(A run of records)

══════════

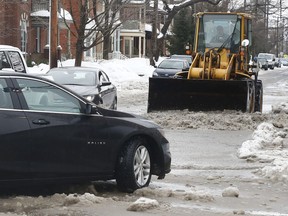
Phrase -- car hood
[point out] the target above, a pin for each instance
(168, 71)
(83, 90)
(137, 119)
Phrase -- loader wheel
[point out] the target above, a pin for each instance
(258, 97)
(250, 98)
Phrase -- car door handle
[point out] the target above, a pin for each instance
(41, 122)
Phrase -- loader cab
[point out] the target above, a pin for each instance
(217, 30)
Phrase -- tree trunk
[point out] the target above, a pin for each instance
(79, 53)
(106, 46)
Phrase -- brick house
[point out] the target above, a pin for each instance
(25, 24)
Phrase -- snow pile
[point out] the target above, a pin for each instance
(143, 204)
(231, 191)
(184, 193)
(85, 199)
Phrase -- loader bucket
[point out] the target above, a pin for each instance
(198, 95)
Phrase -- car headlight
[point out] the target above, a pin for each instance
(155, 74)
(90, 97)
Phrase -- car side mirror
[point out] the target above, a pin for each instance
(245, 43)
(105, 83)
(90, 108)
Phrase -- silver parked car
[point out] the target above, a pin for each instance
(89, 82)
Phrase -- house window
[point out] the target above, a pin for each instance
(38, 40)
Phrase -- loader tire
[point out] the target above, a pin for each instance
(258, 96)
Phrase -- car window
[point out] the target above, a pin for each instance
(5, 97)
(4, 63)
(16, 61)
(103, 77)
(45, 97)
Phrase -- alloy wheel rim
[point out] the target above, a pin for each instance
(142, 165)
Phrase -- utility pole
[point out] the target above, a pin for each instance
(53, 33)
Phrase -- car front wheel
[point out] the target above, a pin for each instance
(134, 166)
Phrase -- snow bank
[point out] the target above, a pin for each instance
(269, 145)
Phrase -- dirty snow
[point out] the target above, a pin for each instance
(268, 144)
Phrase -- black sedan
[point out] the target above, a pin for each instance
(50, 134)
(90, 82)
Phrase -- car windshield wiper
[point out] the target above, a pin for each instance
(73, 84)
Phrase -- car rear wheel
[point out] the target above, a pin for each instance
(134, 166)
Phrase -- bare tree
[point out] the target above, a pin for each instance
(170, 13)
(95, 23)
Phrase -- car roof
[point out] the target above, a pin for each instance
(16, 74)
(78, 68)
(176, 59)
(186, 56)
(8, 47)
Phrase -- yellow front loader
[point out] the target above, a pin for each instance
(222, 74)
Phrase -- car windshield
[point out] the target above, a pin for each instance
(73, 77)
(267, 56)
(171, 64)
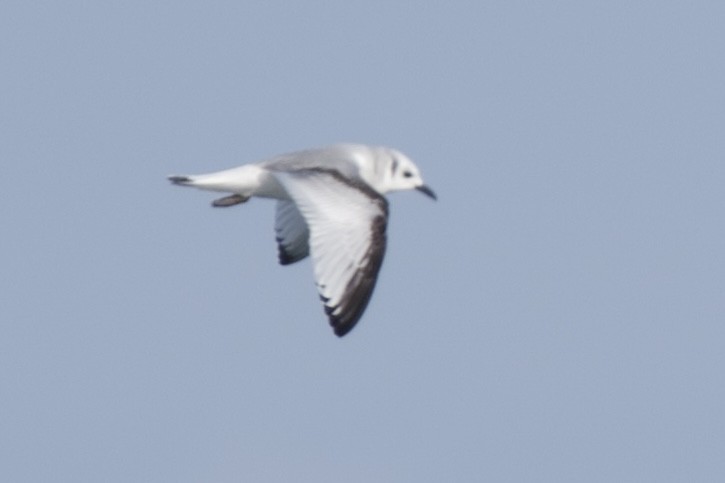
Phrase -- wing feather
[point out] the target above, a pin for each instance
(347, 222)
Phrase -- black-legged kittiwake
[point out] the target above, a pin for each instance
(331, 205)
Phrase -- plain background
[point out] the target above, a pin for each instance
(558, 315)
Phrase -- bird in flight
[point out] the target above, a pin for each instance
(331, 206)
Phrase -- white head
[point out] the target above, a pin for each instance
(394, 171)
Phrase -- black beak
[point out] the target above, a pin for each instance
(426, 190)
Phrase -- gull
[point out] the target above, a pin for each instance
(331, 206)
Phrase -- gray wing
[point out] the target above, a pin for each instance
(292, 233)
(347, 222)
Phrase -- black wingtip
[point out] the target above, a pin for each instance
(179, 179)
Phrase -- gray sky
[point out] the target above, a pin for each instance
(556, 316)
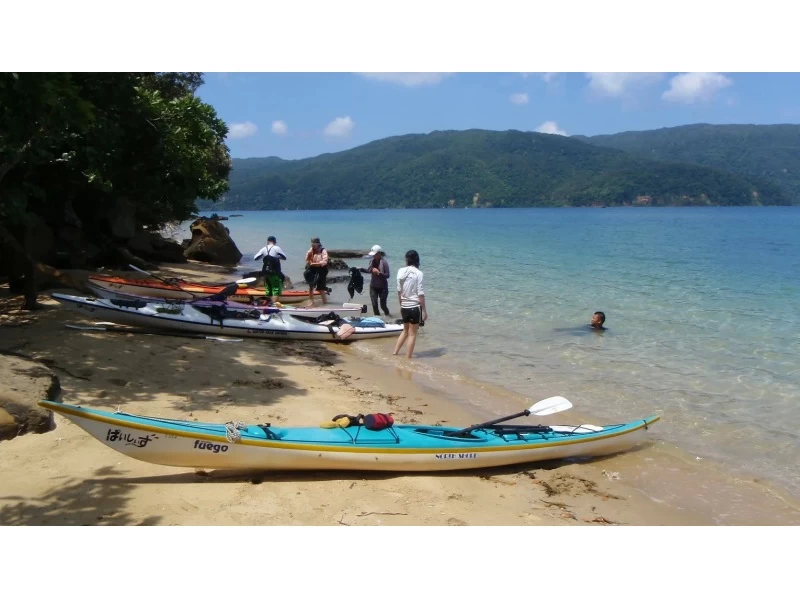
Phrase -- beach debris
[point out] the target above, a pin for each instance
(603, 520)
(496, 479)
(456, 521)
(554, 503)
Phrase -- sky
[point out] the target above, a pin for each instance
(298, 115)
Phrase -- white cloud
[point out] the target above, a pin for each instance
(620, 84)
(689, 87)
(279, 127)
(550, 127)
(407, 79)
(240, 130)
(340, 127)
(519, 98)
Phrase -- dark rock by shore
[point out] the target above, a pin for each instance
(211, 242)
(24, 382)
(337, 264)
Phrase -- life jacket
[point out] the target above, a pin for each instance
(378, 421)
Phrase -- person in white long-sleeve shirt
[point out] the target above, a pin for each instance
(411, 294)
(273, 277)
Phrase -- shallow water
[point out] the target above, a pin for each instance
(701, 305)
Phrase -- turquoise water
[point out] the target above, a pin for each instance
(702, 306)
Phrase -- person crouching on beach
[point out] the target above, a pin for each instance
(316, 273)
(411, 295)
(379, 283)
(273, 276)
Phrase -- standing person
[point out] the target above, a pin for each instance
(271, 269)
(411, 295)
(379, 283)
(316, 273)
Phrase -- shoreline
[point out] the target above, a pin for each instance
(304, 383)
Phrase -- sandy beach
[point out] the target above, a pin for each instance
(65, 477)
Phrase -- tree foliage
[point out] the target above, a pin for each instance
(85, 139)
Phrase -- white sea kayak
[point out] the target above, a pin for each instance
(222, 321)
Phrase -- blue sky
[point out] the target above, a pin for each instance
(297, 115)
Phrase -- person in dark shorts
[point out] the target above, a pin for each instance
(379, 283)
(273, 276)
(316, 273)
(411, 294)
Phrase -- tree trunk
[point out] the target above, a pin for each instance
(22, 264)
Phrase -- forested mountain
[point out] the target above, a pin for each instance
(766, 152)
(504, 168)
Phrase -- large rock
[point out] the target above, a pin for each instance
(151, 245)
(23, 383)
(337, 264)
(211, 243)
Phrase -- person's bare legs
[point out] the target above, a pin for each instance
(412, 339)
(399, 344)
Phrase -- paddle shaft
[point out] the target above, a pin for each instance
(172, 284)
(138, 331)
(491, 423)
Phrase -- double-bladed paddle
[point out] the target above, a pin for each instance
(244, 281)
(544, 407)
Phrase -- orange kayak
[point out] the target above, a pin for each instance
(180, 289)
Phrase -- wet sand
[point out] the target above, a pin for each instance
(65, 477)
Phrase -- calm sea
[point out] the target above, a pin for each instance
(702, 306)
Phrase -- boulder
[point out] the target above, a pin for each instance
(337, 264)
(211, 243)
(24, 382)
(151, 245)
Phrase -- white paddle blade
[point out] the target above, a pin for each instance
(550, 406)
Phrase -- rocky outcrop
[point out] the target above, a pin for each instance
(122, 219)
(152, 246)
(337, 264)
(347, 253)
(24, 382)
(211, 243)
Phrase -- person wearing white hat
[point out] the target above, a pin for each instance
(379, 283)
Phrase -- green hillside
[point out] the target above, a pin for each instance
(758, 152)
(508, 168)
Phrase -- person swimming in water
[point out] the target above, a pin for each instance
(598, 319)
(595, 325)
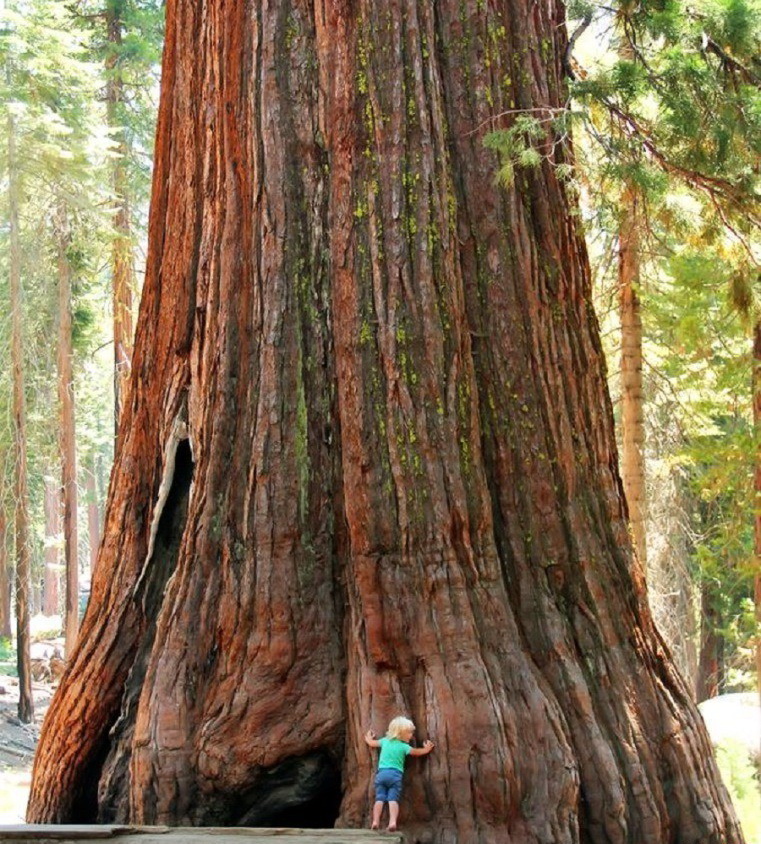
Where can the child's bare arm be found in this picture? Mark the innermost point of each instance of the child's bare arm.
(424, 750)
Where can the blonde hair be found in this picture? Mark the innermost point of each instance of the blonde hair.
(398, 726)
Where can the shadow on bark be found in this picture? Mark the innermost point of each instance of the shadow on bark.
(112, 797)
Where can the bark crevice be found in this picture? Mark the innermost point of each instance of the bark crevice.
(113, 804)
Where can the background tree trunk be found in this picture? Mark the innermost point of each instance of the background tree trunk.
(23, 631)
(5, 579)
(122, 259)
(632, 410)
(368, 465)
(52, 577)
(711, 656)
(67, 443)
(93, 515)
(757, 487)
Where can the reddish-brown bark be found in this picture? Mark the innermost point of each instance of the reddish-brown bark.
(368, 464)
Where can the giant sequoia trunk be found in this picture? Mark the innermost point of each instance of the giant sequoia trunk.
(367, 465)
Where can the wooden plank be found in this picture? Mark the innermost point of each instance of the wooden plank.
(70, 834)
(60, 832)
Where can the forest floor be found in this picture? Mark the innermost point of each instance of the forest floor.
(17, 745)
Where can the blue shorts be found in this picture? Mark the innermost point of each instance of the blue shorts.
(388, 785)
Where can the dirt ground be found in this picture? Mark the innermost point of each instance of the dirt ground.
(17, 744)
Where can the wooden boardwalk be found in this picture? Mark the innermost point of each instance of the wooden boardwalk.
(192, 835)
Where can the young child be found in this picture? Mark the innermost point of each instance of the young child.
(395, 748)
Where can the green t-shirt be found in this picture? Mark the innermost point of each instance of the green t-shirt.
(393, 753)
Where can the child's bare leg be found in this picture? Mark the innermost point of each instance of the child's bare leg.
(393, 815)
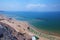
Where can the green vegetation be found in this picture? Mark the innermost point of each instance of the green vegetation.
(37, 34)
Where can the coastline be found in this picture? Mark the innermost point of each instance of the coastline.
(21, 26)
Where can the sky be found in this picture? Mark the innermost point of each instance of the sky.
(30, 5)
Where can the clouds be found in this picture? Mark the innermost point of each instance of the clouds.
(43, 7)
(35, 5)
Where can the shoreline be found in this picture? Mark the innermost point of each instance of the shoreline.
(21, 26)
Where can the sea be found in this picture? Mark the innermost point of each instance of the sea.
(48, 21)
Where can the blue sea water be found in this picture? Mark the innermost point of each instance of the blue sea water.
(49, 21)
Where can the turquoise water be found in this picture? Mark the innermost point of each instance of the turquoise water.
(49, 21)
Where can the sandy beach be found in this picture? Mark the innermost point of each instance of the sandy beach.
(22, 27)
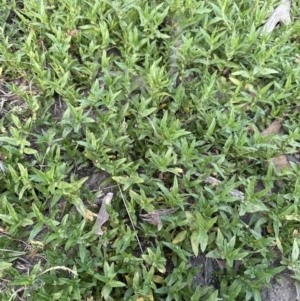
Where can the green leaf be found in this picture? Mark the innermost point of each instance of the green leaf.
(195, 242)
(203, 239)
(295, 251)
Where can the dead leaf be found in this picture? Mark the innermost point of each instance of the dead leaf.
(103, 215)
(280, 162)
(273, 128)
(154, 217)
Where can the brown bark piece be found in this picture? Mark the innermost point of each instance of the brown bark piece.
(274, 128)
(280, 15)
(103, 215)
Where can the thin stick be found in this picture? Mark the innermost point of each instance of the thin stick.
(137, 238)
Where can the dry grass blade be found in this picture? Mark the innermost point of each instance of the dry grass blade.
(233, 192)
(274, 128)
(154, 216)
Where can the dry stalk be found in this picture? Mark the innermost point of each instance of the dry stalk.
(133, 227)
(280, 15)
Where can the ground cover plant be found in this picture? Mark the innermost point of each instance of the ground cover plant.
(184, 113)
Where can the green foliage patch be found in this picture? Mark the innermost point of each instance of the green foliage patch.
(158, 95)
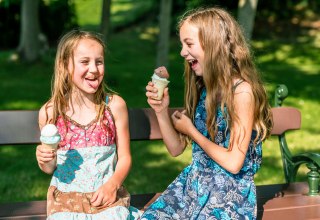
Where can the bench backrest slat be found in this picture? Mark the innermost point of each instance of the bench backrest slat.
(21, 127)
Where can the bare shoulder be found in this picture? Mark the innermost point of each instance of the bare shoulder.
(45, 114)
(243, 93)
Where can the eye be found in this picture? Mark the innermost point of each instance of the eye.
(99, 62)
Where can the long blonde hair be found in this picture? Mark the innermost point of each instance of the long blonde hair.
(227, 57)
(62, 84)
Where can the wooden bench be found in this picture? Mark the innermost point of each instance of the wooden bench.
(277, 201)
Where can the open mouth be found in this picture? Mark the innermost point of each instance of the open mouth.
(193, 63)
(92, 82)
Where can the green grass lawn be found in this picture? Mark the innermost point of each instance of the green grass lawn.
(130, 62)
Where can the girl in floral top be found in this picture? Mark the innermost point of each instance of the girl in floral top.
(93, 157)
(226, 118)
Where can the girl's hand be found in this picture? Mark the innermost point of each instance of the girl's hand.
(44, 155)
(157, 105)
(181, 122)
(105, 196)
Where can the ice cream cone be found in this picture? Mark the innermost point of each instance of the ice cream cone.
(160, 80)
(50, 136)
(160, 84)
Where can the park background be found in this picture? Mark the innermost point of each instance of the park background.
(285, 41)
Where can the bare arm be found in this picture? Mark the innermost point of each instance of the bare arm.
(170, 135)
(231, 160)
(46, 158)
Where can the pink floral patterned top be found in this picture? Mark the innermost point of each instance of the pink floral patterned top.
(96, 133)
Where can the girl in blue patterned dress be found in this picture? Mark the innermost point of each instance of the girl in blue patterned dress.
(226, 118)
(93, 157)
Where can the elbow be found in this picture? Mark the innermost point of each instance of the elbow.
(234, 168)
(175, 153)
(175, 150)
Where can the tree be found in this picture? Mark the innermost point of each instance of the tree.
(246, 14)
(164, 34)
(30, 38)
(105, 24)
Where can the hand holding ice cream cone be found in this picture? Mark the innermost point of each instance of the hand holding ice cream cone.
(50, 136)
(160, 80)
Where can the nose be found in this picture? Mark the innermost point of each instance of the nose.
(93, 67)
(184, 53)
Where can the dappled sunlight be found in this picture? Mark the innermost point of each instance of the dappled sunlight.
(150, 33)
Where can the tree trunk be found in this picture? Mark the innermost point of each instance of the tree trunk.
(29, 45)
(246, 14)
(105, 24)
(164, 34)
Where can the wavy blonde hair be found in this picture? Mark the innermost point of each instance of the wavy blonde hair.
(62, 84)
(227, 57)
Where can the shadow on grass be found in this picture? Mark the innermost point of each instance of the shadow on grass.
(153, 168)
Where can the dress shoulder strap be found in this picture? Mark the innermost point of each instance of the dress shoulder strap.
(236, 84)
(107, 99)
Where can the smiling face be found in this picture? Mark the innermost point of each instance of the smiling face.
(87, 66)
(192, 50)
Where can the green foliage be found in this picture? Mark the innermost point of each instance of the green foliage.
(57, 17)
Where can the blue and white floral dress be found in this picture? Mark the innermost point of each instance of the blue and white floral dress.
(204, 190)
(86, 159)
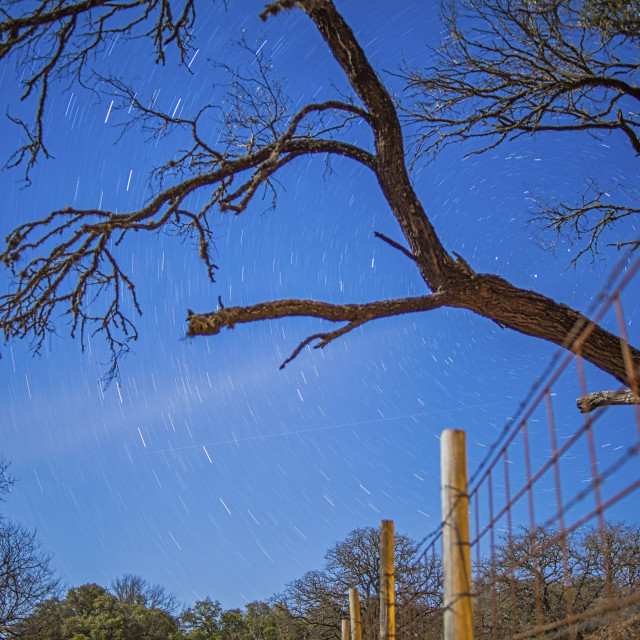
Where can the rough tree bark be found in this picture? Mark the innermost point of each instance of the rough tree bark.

══════════

= Exercise goal =
Can the lines from the one with "Where can the tree trunk" to the end of the records above be quoted exactly, both ends included, with every picture omitted?

= Solution below =
Where can the tree trunk be found in this picture? Mark the innermost point of each instance of the tree trunk.
(29, 45)
(246, 14)
(105, 24)
(164, 34)
Where can the wavy blonde hair be found in this picture? Mark the innermost point of each instance of the wavy blonde hair.
(62, 84)
(227, 57)
Where can the shadow on grass be found in this picture? Mark the innermost point of each instance of the shadow on grass.
(153, 168)
Where can the dress shoulder strap be found in this picture? Mark the innermost point of each instance of the dress shoulder strap.
(236, 84)
(107, 99)
Where can the smiling face be found in this picture? Mark the innermost point of each instance of the smiling face.
(87, 66)
(192, 50)
Where can the green foliage be found in this picture? Mark the innermost point of each instance of the green foliage.
(57, 17)
Where can the blue and white floral dress be found in this picture? Mark the innermost point of each instance of the blue and white floral dress.
(204, 190)
(86, 159)
Where can the rough tree bark be found in this picture? Mark the innermost point of each instance of the rough tree bark.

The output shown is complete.